=== A run of lines ===

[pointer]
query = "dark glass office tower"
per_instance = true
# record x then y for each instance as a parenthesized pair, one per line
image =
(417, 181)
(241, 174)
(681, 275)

=== Aim ===
Quote all of the lines above verbatim.

=== Right answer ===
[pointer]
query = "dark glass office tower"
per_instance = true
# record x then y for each instance as a parenthesized pair, one per line
image =
(417, 181)
(241, 174)
(681, 275)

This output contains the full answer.